I tried to profile some of the stories I heard about, and while writing this, I felt pain. This is not just a by-product of my words and thoughts. This is reality.
Someone who doesn't stay long in any company he works for. A year would be too long a tenure for him. At times, I learned that he switched jobs 2-3 times in less than a year. His work ethic is now considered a joke by those who know him. The good thing is the point of entry in most BPOs is easier compared with other jobs, so he feels a little bit confident job-hopping.
I wonder what's wrong. He has tried working somewhere near him, as well as somewhere where he can experience a daily commute if that's what he's after. He's been into local and international accounts. He's hopped in almost every CBDs and worked for several BPOs but he hasn't found his 'niche' yet. He hasn't found what he's looking for, yet.
People who don't seem to have any plans for their future. They are contented with what they are doing in the corner of their rooms as long as they eat three times a day. Freeloaders. They don't care about the bills they help accumulate. They don't care about the people paying for the bills. They just do whatever they want to do, enjoying their version of freedom in their own bubble.

= DATA SECTION =

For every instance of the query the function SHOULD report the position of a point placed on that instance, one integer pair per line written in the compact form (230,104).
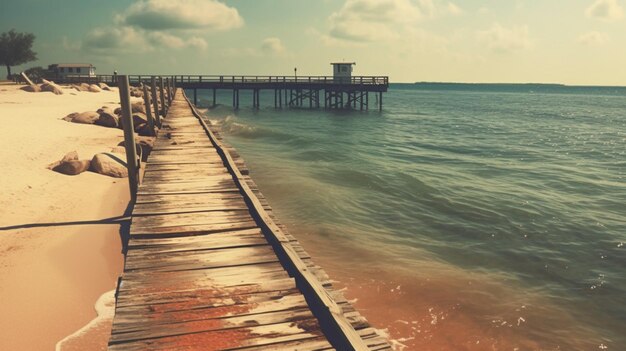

= REQUESTS =
- A) For each statement, say yes or no as to whether it agrees with the job-hopping essay, and quote the exact words from the essay that decide it. (i) The man described has sometimes changed jobs two or three times within a year. (ii) He has worked only on local accounts. (iii) The freeloaders care about the people paying the bills.
- B) Continue the job-hopping essay from its last sentence.
The listing has no connection to the job-hopping essay.

= RESPONSES =
- A)
(i) Yes: "At times, I learned that he switched jobs 2-3 times in less than a year."
(ii) No: "He's been into local and international accounts."
(iii) No: "They don't care about the people paying for the bills."

- B)
They consume. They suck out resources until they're depleted. They love to play the victim card when you call them out. They never run out of excuses when you try to help them move forward from the place they're stuck. They're immovable. It seems the world has stopped for them and people around them have no choice but to feed, clothe and support him. He's a victim of whatever situational crisis has hit him, and he hasn't moved on yet. The time will come when he will soon look for a job and be of help, but that time has not come yet. Just wait.
A person who thinks life is easy because he has a safety net aka family. He can do whatever he likes to do, even if it means being a burden to his parents and the family's breadwinner. He is the youngest, and his mistakes are just because of his impulsive youthfulness. It's part of growth, he says.
But little did he care about the consequences of his impulsive behavior. Children are born out of wedlock, with no assurance of being provided for their basic needs. Not too long and they will soon step into the big school. But until now the person who is supposed to meet their needs and guide them to maturity hasn't seemed to make it past childishness. Until now he considers himself the youngest, the family's favorite, the source of joy.
He is tired, angry, and afraid, and his hope is becoming dull. Daily he is experiencing apathy toward the people around him. They don't seem to understand where he's coming from. A simple "how are you?" would be enough to make him feel better but even those words seem elusive. People don't seem to care. And he's wondering if that's all his purpose is. To provide for the capricious needs of people around him with no sense of gratitude and concern.
He wants to pursue a life he has always dreamt about, but he can't afford to do so. He is duty-bound by responsibilities he hasn't even signed up for. He has given up a lot already, and his health and hope are now deteriorating. But he can't stop now.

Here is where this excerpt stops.